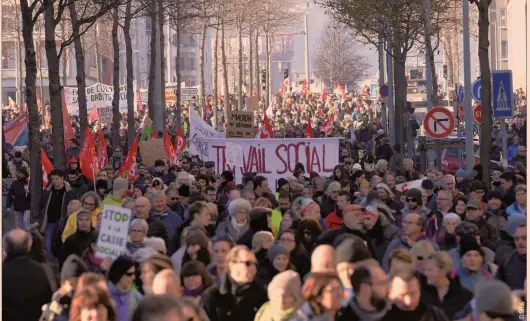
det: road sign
[471,78,482,103]
[379,85,388,97]
[456,85,464,104]
[491,70,514,118]
[423,107,455,139]
[473,104,482,125]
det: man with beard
[336,259,390,321]
[324,192,353,230]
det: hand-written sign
[140,138,166,166]
[96,205,132,259]
[227,111,256,138]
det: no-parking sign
[423,107,455,139]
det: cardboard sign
[227,111,256,138]
[140,138,166,166]
[96,205,132,259]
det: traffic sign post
[423,107,455,139]
[491,70,514,119]
[471,78,482,103]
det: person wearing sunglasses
[201,245,267,321]
[107,256,143,321]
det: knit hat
[107,256,134,284]
[267,270,302,301]
[267,242,289,263]
[504,214,526,237]
[475,279,515,316]
[61,254,88,283]
[112,177,129,192]
[460,236,484,257]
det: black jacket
[201,274,268,321]
[2,256,54,321]
[6,178,30,212]
[421,276,473,320]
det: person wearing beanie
[107,256,143,321]
[254,271,302,321]
[452,236,497,293]
[103,177,129,206]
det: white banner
[188,108,226,160]
[96,205,132,259]
[64,83,131,116]
[202,138,340,192]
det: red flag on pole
[118,134,139,182]
[259,113,274,138]
[173,127,186,153]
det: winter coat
[200,274,268,321]
[421,276,473,320]
[2,255,55,321]
[6,178,31,212]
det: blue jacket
[151,207,182,240]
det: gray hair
[228,198,252,216]
[129,218,149,234]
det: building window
[501,40,508,59]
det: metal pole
[304,14,311,92]
[377,36,388,133]
[462,0,475,175]
[386,40,392,146]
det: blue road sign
[471,78,482,103]
[456,85,464,104]
[491,70,513,118]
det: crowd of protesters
[2,87,527,321]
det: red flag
[96,129,109,172]
[40,147,53,187]
[79,128,96,181]
[164,130,179,164]
[305,120,313,138]
[173,127,186,153]
[259,113,274,138]
[118,134,139,182]
[320,114,335,136]
[61,90,75,148]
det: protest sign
[96,205,132,259]
[227,111,256,138]
[140,138,166,166]
[63,83,130,116]
[188,108,226,159]
[203,138,339,191]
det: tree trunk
[69,3,88,141]
[477,0,490,186]
[199,20,208,118]
[147,0,159,120]
[221,21,230,123]
[19,1,42,223]
[237,25,245,110]
[44,4,66,170]
[123,1,136,147]
[112,7,120,147]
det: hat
[112,177,129,192]
[504,214,526,237]
[204,161,215,168]
[267,242,289,264]
[61,254,88,283]
[421,179,434,189]
[466,200,482,210]
[107,256,134,284]
[475,279,514,316]
[267,270,302,301]
[460,235,484,257]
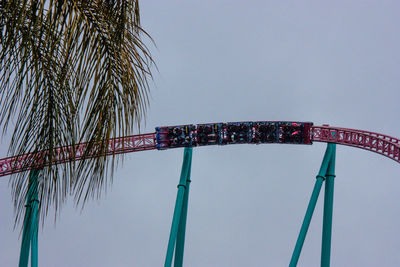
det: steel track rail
[0,126,400,176]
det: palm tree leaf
[0,0,153,226]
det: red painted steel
[0,133,156,176]
[311,126,400,163]
[0,126,400,176]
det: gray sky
[0,0,400,267]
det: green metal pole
[289,145,332,267]
[164,147,192,267]
[19,169,39,267]
[174,157,191,267]
[321,143,336,267]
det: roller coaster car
[156,124,196,149]
[196,123,224,146]
[251,121,279,144]
[222,122,253,144]
[279,122,312,144]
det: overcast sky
[0,0,400,267]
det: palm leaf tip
[0,0,154,227]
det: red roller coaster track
[0,126,400,176]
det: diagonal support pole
[321,143,336,267]
[164,147,193,267]
[289,144,334,267]
[19,169,39,267]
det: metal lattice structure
[0,121,400,267]
[0,126,400,176]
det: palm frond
[0,0,153,226]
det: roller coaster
[0,121,400,267]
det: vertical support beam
[164,147,193,267]
[321,143,336,267]
[174,157,191,267]
[19,169,39,267]
[289,145,332,267]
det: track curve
[0,125,400,176]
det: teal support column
[174,156,191,267]
[289,145,332,267]
[19,169,39,267]
[321,143,336,267]
[164,147,193,267]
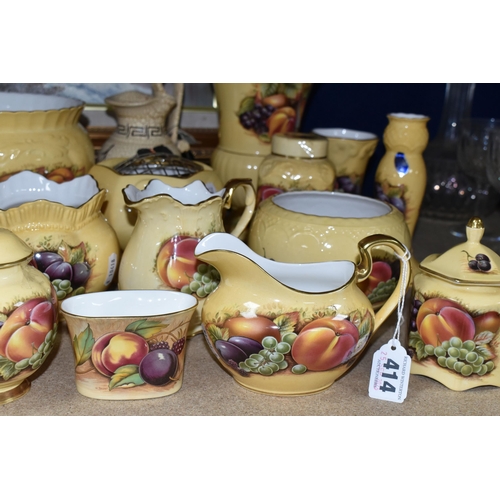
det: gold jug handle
= = = =
Pull out every line of the items above that contains the string "person", and list those lines in their original order.

det: person wearing sunglasses
det: person wearing beanie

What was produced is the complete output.